◆ DATA PROVIDED
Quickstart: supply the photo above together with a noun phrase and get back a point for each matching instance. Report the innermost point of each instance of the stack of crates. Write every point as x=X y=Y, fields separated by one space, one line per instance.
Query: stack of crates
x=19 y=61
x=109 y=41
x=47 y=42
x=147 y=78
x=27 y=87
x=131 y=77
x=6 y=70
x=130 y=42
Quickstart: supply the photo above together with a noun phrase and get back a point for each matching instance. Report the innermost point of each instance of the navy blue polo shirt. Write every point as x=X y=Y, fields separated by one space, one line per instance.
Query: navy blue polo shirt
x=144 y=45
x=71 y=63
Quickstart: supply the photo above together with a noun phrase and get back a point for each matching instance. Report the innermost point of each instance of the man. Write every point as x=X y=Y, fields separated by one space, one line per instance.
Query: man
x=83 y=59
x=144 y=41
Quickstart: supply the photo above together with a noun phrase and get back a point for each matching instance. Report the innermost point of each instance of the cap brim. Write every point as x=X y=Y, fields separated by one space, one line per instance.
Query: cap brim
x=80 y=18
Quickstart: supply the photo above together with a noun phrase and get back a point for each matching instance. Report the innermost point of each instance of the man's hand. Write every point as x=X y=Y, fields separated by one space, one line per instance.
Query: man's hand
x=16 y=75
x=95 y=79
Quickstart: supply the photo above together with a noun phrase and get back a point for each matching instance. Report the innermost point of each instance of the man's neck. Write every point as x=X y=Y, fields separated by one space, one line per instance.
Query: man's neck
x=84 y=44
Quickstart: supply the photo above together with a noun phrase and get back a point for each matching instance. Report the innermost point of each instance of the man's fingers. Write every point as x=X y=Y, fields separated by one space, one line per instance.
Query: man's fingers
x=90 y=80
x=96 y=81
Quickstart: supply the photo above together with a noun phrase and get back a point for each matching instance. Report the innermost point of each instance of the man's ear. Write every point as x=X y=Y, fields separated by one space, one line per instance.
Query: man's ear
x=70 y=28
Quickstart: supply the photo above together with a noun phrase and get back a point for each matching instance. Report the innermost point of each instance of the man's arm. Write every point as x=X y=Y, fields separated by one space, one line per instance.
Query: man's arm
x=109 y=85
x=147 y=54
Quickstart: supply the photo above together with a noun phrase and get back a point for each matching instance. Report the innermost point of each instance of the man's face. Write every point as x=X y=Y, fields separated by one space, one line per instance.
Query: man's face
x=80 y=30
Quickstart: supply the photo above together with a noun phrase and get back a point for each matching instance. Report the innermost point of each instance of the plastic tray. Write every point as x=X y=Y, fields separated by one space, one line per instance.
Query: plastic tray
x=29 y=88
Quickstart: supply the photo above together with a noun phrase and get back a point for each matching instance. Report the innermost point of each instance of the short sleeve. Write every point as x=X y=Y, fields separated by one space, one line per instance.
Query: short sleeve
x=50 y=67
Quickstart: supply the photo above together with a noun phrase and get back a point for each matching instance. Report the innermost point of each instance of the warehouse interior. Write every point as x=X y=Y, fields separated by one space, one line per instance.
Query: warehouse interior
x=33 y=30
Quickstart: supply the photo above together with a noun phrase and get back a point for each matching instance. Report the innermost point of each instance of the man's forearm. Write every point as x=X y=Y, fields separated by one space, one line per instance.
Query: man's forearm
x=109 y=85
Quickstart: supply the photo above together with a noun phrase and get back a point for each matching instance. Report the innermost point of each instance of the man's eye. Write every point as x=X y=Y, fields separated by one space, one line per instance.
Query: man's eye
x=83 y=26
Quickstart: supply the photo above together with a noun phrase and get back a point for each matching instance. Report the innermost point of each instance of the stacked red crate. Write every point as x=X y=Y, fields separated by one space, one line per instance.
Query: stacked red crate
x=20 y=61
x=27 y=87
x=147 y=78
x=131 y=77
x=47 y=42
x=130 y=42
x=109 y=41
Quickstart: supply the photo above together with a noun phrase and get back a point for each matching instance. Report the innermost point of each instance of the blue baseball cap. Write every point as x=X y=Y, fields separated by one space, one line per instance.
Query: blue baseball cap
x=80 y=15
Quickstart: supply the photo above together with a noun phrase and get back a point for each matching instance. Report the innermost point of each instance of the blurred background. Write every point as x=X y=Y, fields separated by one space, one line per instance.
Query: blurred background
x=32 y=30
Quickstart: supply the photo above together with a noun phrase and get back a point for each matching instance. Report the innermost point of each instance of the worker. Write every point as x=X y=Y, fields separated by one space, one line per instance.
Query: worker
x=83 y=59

◆ AIM
Extract, verbatim, the lines from the one containing "of the blurred" through the last line of the listing above.

◆ EXPECTED ANSWER
Quickstart: supply the photo above together with a noun phrase and get back a point for each matching instance. Report the innermost point of each instance of the blurred background. Write every point as x=X y=Y, fields separated by one space, one line per instance.
Query: blurred background
x=32 y=30
Quickstart: supply the photo above together with a noun phrase and get back a point for each matching instance. Report the innermost point of each instance of the worker. Write every point as x=X y=Y, fields separated by one space, one line per instance.
Query: worker
x=83 y=59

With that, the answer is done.